Saved entries
Start of Block

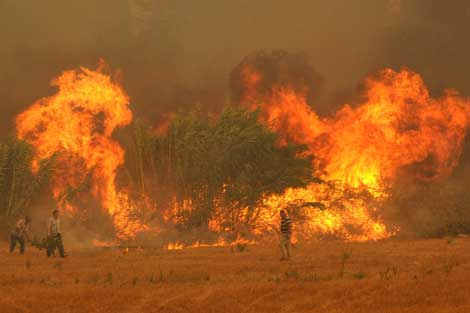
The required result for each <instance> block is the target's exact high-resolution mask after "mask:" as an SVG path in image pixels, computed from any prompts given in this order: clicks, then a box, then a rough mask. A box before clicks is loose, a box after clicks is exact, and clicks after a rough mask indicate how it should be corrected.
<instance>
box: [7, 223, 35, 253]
mask: <svg viewBox="0 0 470 313" xmlns="http://www.w3.org/2000/svg"><path fill="white" fill-rule="evenodd" d="M30 225H31V218H30V217H29V216H25V217H23V218H22V219H20V220H18V222H16V225H15V229H14V230H13V231H12V232H11V234H10V253H12V252H13V251H15V247H16V242H18V243H19V244H20V253H21V254H24V247H25V245H24V242H25V239H26V240H28V241H31V239H30V237H29V227H30Z"/></svg>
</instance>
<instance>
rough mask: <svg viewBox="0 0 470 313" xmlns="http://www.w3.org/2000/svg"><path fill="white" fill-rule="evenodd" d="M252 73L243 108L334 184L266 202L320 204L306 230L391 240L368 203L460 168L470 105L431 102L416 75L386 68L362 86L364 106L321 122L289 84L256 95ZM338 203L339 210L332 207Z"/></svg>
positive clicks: (251, 69)
mask: <svg viewBox="0 0 470 313" xmlns="http://www.w3.org/2000/svg"><path fill="white" fill-rule="evenodd" d="M253 71H254V70H253V69H252V68H251V67H250V65H246V67H245V68H244V69H243V70H242V71H241V76H242V81H244V82H245V83H247V84H248V85H247V86H246V88H245V90H246V92H245V98H244V99H245V101H244V102H245V104H247V105H248V106H250V107H252V108H256V107H260V109H261V113H262V116H261V119H262V121H263V122H264V123H266V124H267V125H269V126H270V127H271V128H272V129H273V130H275V131H276V132H278V133H279V134H280V135H281V137H282V142H285V141H293V142H296V143H299V144H306V145H307V146H308V147H309V152H310V154H312V155H313V156H315V160H314V165H315V169H316V175H317V176H319V177H321V178H322V179H323V180H325V181H334V182H335V184H334V185H335V186H334V187H331V185H311V186H309V187H308V188H306V189H302V190H289V191H288V192H286V194H285V195H284V196H282V197H272V198H270V199H266V205H267V207H268V208H270V210H273V209H278V208H280V207H282V206H283V205H285V204H286V203H289V202H290V201H294V200H299V199H300V200H302V201H304V202H315V201H321V202H323V203H324V204H325V205H326V207H327V208H328V209H327V210H325V211H321V210H318V209H309V210H305V215H307V217H308V222H307V223H306V227H305V229H304V230H306V231H311V232H314V233H327V234H335V235H338V236H340V237H343V238H347V239H351V240H369V239H381V238H385V237H388V236H391V235H393V233H394V232H390V231H388V230H387V229H386V227H385V224H384V223H383V221H382V220H381V218H380V215H379V214H378V212H377V208H376V207H375V206H374V205H373V204H372V203H371V202H374V201H379V202H380V201H382V200H384V199H386V198H387V197H389V196H390V195H389V194H388V192H387V188H388V187H390V186H392V185H393V183H394V182H395V180H396V178H397V176H398V175H399V174H400V173H401V172H404V171H406V172H407V173H408V174H412V175H414V176H415V177H416V178H419V179H425V180H436V179H439V178H442V177H446V176H447V175H449V174H450V173H451V172H452V170H453V169H454V168H455V166H456V165H457V163H458V160H459V157H460V154H461V151H462V143H463V139H464V137H465V136H466V131H467V126H468V120H469V113H470V111H469V108H470V107H469V103H468V100H467V99H463V98H462V97H460V96H459V95H458V93H457V92H456V91H454V90H447V91H446V92H445V94H444V96H443V97H442V98H439V99H434V98H432V97H431V96H430V95H429V92H428V90H427V88H426V86H425V84H424V82H423V80H422V79H421V77H420V76H419V75H418V74H416V73H413V72H411V71H409V70H401V71H399V72H395V71H393V70H391V69H385V70H383V71H381V72H380V73H379V75H378V76H376V77H371V78H368V79H367V80H366V93H365V99H366V100H365V102H364V103H362V104H361V105H359V106H357V107H355V108H353V107H351V106H349V105H345V106H344V107H343V108H342V109H341V110H339V111H338V112H337V113H336V114H335V116H333V117H330V118H322V117H320V116H318V115H317V114H316V113H315V112H314V111H313V110H312V109H311V107H310V106H309V104H308V103H307V101H306V98H305V96H304V94H303V93H302V92H298V91H296V90H294V89H293V88H289V87H288V86H287V87H286V86H273V87H272V90H271V92H270V93H269V94H268V95H261V94H255V93H254V91H256V90H257V89H256V84H257V83H258V82H259V81H261V80H262V77H261V74H260V73H258V72H253ZM253 77H256V79H251V78H253ZM250 84H252V85H250ZM253 84H254V85H253ZM282 142H281V143H282ZM338 186H340V187H341V186H342V187H341V188H339V189H338ZM341 189H343V190H341ZM344 189H348V190H351V189H352V190H356V191H358V192H360V191H367V192H368V193H369V194H370V195H371V196H372V199H371V200H372V201H365V200H363V199H360V198H354V197H353V198H351V197H348V195H346V194H345V193H344ZM338 202H340V208H335V204H338ZM351 229H354V230H351Z"/></svg>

End of Block

The problem ::
Your answer should reproduce every line of the data verbatim and include no images.

Exercise result ::
The required result for each <instance> block is the target's exact high-resolution mask after "mask:" as an SVG path in image pixels, computed from any prompts given in this order: clicks, then a box, then a rough mask. A box before clicks is loose, a box after clicks is exact, and clicks after a rough mask indicate how it should be corrected.
<instance>
box: [7, 223, 35, 253]
mask: <svg viewBox="0 0 470 313" xmlns="http://www.w3.org/2000/svg"><path fill="white" fill-rule="evenodd" d="M30 225H31V218H30V217H29V216H25V217H23V218H22V219H20V220H18V222H16V225H15V229H14V230H13V231H12V232H11V234H10V253H12V252H13V251H15V247H16V242H18V243H19V244H20V253H21V254H24V247H25V245H24V242H25V239H26V240H28V241H31V239H30V237H29V227H30Z"/></svg>
</instance>
<instance>
rough mask: <svg viewBox="0 0 470 313" xmlns="http://www.w3.org/2000/svg"><path fill="white" fill-rule="evenodd" d="M252 73L243 108L334 184L266 202L320 204L306 230L391 240L368 203L460 168L470 105L431 102L416 75L386 68L362 86L364 106L321 122L289 84L256 95ZM338 203L339 210L332 207Z"/></svg>
positive clicks: (251, 69)
mask: <svg viewBox="0 0 470 313" xmlns="http://www.w3.org/2000/svg"><path fill="white" fill-rule="evenodd" d="M253 71H254V70H253V69H252V68H251V67H250V65H246V67H245V68H244V69H243V70H242V71H241V76H242V81H244V82H245V83H247V84H248V85H247V86H246V88H245V90H246V92H245V98H244V99H245V101H244V102H245V104H247V105H248V106H250V107H252V108H256V107H260V109H261V113H262V116H261V119H262V121H263V122H264V123H266V124H267V125H269V126H270V127H271V128H272V129H273V130H275V131H276V132H278V133H279V134H280V135H281V137H282V142H285V141H293V142H296V143H299V144H306V145H307V146H308V147H309V152H310V154H312V155H313V156H315V160H314V165H315V169H316V175H317V176H319V177H321V178H322V179H323V180H325V181H334V182H335V184H334V185H335V186H334V187H331V185H311V186H309V187H308V188H306V189H302V190H289V191H288V192H286V194H285V195H284V196H282V197H272V198H270V199H266V205H267V207H268V208H270V210H273V209H278V208H280V207H282V206H283V205H285V204H286V203H289V202H290V201H294V200H299V199H300V200H302V201H304V202H315V201H321V202H323V203H324V204H325V205H326V207H327V208H328V209H327V210H325V211H321V210H318V209H309V210H305V215H307V217H308V222H307V223H306V227H305V229H304V230H306V231H311V232H314V233H327V234H335V235H338V236H340V237H343V238H347V239H351V240H369V239H381V238H385V237H388V236H391V235H393V233H394V232H390V231H388V230H387V229H386V227H385V224H384V223H383V221H382V220H381V218H380V215H379V214H378V212H377V208H376V207H375V206H374V205H373V204H372V203H371V202H374V201H379V202H380V201H382V200H384V199H386V198H387V197H389V196H390V195H389V194H388V192H387V188H388V187H390V186H392V185H393V183H394V182H395V180H396V178H397V176H398V175H399V174H400V173H401V172H404V171H406V172H407V173H408V174H412V175H414V176H415V177H416V178H419V179H425V180H436V179H439V178H442V177H446V176H447V175H449V174H450V173H451V172H452V170H453V169H454V168H455V166H456V165H457V163H458V160H459V157H460V154H461V151H462V143H463V139H464V137H465V136H466V131H467V126H468V120H469V113H470V111H469V108H470V107H469V103H468V100H467V99H463V98H462V97H460V96H459V95H458V93H457V92H456V91H454V90H447V91H446V92H445V94H444V96H443V97H442V98H439V99H434V98H432V97H431V96H430V95H429V92H428V90H427V88H426V86H425V84H424V82H423V80H422V79H421V77H420V76H419V75H418V74H416V73H413V72H411V71H409V70H401V71H399V72H395V71H393V70H391V69H385V70H383V71H381V72H380V73H379V75H378V76H376V77H371V78H368V79H367V80H366V93H365V99H366V100H365V102H364V103H362V104H361V105H359V106H357V107H355V108H353V107H351V106H349V105H345V106H344V107H343V108H342V109H341V110H339V111H338V112H337V113H336V114H335V116H333V117H330V118H322V117H320V116H318V115H317V114H316V113H315V112H314V111H313V110H312V109H311V107H310V106H309V104H308V103H307V101H306V98H305V96H304V94H303V93H302V92H298V91H296V90H294V89H293V88H289V87H288V86H287V87H286V86H273V87H272V90H271V92H270V93H269V94H268V95H261V94H255V93H254V91H256V90H257V89H256V84H257V83H258V82H259V81H261V80H262V77H261V74H260V73H258V72H253ZM253 77H256V79H251V78H253ZM250 84H252V85H250ZM253 84H254V85H253ZM282 142H281V143H282ZM338 186H340V187H341V186H342V187H341V188H339V189H338ZM341 189H343V190H341ZM344 189H348V190H351V189H352V190H356V191H358V192H360V191H367V192H368V193H369V194H370V195H371V196H372V199H371V200H372V201H365V200H363V199H360V198H354V197H353V198H351V197H348V195H346V194H345V193H344ZM338 202H340V208H335V204H338ZM351 229H354V230H351Z"/></svg>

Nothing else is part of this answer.